* begin DATA PROVIDED *
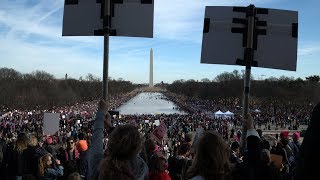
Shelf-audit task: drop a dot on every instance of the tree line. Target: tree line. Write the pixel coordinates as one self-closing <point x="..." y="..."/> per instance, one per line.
<point x="271" y="94"/>
<point x="40" y="89"/>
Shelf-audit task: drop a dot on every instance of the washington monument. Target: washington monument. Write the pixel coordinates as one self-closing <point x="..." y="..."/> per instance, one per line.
<point x="151" y="69"/>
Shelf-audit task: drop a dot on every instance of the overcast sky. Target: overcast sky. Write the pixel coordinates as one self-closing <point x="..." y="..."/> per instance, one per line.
<point x="31" y="39"/>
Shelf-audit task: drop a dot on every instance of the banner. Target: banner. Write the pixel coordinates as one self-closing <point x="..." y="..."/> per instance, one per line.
<point x="51" y="123"/>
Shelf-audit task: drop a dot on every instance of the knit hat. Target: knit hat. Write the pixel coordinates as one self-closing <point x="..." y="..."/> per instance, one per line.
<point x="82" y="145"/>
<point x="284" y="135"/>
<point x="296" y="135"/>
<point x="49" y="140"/>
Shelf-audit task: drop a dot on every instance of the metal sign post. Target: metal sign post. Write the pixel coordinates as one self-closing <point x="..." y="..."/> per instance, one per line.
<point x="132" y="18"/>
<point x="106" y="29"/>
<point x="259" y="37"/>
<point x="248" y="59"/>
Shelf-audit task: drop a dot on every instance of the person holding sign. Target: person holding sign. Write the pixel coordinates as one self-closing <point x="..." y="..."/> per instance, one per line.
<point x="122" y="160"/>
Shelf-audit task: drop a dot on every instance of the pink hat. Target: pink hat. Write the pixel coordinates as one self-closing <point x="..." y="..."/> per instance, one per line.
<point x="49" y="140"/>
<point x="284" y="134"/>
<point x="296" y="135"/>
<point x="82" y="145"/>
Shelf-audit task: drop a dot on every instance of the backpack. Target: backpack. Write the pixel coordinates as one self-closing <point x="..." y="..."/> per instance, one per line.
<point x="290" y="157"/>
<point x="178" y="168"/>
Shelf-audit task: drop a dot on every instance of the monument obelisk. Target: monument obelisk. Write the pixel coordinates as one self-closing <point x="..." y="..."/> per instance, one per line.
<point x="151" y="69"/>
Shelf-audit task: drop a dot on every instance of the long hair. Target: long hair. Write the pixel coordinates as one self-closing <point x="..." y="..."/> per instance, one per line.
<point x="21" y="143"/>
<point x="124" y="145"/>
<point x="42" y="164"/>
<point x="212" y="158"/>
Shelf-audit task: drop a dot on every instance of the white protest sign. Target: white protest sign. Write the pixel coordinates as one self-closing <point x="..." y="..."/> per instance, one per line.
<point x="51" y="123"/>
<point x="199" y="132"/>
<point x="159" y="133"/>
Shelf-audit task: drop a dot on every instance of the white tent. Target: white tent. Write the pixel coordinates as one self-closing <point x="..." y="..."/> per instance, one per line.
<point x="229" y="114"/>
<point x="219" y="114"/>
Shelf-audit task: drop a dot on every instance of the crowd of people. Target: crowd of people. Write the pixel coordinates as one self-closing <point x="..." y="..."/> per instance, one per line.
<point x="92" y="144"/>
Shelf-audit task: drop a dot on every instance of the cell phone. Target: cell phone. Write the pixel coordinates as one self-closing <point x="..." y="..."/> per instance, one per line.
<point x="113" y="113"/>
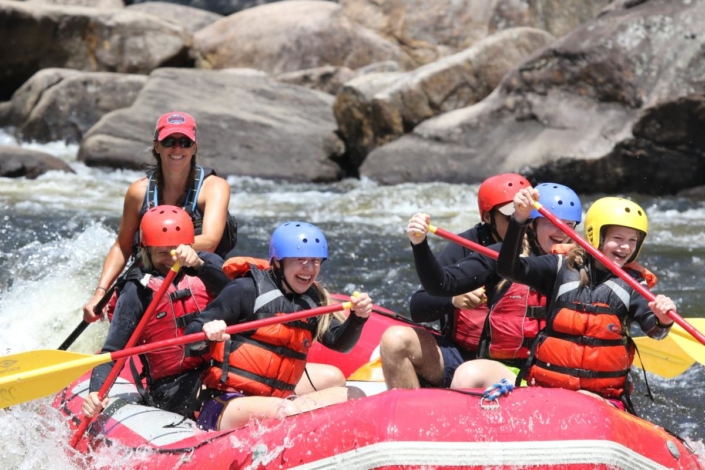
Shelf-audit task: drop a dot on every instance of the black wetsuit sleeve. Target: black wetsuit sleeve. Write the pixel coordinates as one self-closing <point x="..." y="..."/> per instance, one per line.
<point x="424" y="307"/>
<point x="342" y="337"/>
<point x="233" y="305"/>
<point x="211" y="273"/>
<point x="131" y="305"/>
<point x="642" y="314"/>
<point x="537" y="272"/>
<point x="466" y="275"/>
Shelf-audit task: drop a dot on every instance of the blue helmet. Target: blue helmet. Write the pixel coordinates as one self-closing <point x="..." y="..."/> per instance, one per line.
<point x="298" y="240"/>
<point x="561" y="200"/>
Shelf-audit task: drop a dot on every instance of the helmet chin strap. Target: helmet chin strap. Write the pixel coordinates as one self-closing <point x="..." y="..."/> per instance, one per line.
<point x="493" y="228"/>
<point x="279" y="275"/>
<point x="534" y="239"/>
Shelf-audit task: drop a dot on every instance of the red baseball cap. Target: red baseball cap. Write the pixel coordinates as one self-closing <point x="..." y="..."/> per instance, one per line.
<point x="175" y="122"/>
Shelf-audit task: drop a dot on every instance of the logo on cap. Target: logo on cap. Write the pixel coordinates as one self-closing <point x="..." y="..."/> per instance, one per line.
<point x="176" y="119"/>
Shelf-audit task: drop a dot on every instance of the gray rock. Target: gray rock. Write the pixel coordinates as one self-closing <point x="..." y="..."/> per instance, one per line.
<point x="192" y="19"/>
<point x="221" y="7"/>
<point x="247" y="125"/>
<point x="17" y="162"/>
<point x="384" y="110"/>
<point x="328" y="79"/>
<point x="82" y="3"/>
<point x="289" y="36"/>
<point x="615" y="106"/>
<point x="61" y="104"/>
<point x="39" y="36"/>
<point x="430" y="30"/>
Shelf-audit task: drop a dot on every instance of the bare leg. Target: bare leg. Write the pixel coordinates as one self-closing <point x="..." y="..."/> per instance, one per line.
<point x="481" y="373"/>
<point x="406" y="352"/>
<point x="322" y="376"/>
<point x="239" y="411"/>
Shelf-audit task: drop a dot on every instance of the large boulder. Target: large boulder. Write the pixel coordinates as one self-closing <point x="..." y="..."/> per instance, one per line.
<point x="289" y="36"/>
<point x="190" y="18"/>
<point x="248" y="124"/>
<point x="221" y="7"/>
<point x="429" y="30"/>
<point x="373" y="110"/>
<point x="617" y="105"/>
<point x="62" y="104"/>
<point x="16" y="162"/>
<point x="36" y="37"/>
<point x="82" y="3"/>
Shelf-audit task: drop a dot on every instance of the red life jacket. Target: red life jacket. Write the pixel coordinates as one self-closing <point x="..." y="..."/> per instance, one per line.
<point x="271" y="360"/>
<point x="586" y="343"/>
<point x="515" y="321"/>
<point x="175" y="310"/>
<point x="468" y="326"/>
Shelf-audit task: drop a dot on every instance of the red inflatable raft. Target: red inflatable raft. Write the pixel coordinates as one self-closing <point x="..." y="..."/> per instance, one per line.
<point x="427" y="428"/>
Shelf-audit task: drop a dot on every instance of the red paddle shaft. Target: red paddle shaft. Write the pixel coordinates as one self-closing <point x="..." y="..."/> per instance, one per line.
<point x="616" y="269"/>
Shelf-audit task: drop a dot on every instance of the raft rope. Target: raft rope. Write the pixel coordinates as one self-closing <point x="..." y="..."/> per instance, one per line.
<point x="492" y="394"/>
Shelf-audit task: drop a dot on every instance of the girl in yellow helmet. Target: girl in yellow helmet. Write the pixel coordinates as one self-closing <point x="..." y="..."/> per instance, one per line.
<point x="586" y="344"/>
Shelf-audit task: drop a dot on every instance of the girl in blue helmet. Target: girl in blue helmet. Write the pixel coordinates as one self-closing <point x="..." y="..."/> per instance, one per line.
<point x="517" y="313"/>
<point x="255" y="374"/>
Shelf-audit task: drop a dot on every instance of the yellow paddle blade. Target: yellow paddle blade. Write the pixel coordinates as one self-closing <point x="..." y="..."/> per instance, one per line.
<point x="35" y="374"/>
<point x="664" y="358"/>
<point x="690" y="345"/>
<point x="370" y="372"/>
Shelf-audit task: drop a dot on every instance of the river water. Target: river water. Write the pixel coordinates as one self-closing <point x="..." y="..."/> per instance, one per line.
<point x="56" y="230"/>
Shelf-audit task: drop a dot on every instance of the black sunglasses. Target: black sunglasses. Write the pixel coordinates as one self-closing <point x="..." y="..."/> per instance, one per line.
<point x="184" y="142"/>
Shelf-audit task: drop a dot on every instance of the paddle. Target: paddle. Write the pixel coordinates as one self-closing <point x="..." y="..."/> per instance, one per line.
<point x="98" y="308"/>
<point x="35" y="374"/>
<point x="648" y="295"/>
<point x="84" y="324"/>
<point x="117" y="367"/>
<point x="463" y="241"/>
<point x="667" y="358"/>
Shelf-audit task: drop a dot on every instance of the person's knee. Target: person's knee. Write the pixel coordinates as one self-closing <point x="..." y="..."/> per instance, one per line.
<point x="335" y="377"/>
<point x="397" y="340"/>
<point x="468" y="375"/>
<point x="355" y="392"/>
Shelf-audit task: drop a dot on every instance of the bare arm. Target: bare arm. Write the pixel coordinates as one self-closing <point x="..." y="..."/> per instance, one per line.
<point x="213" y="198"/>
<point x="120" y="251"/>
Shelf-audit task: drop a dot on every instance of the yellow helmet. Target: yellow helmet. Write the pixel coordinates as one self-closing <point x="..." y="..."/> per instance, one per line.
<point x="615" y="211"/>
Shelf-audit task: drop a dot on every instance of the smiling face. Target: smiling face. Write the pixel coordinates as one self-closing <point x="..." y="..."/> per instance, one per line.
<point x="161" y="258"/>
<point x="176" y="157"/>
<point x="619" y="243"/>
<point x="300" y="273"/>
<point x="548" y="234"/>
* end DATA PROVIDED *
*WHAT TO DO*:
Your task is to reproduce, exactly and exclusively, the lines from the one holding "Shelf-audit task: drop a dot on every instance of the paddle." through the final line of the listing.

*SOLUTION TO THE PROBLEM*:
Shelf-audit task: drop a dot on every instance of the paddle. Target: paddle. Write the pixel coordinates as one self-closing <point x="..." y="..."/> per instance, one per line.
<point x="98" y="308"/>
<point x="35" y="374"/>
<point x="648" y="295"/>
<point x="84" y="324"/>
<point x="117" y="367"/>
<point x="463" y="241"/>
<point x="667" y="358"/>
Shelf-audit task: drop a dot on every instance of the person's knee. Target: person's knee. Write the pixel coordinates as one self-closing <point x="..." y="..."/> per instance, one per line.
<point x="335" y="377"/>
<point x="397" y="340"/>
<point x="468" y="375"/>
<point x="355" y="392"/>
Shelf-audit task: drop a dot on every instance of the bare arm. Target: bare arm. Write the pixel coordinates as one self-closing <point x="..." y="..."/> per instance, one per line.
<point x="213" y="198"/>
<point x="120" y="251"/>
Shelf-audit task: drop a dot on every instance of the yellow helmet. Target: yellow helmet. Write the pixel coordinates as one self-closing <point x="..." y="..."/> per instance, one per line.
<point x="615" y="211"/>
Shelf-audit task: drop a dot on every instance of the smiling face. Target: smiling face. Write the pixel coordinates as one self-closing <point x="..." y="..."/> per instance, one per line.
<point x="161" y="258"/>
<point x="176" y="157"/>
<point x="619" y="243"/>
<point x="300" y="273"/>
<point x="548" y="234"/>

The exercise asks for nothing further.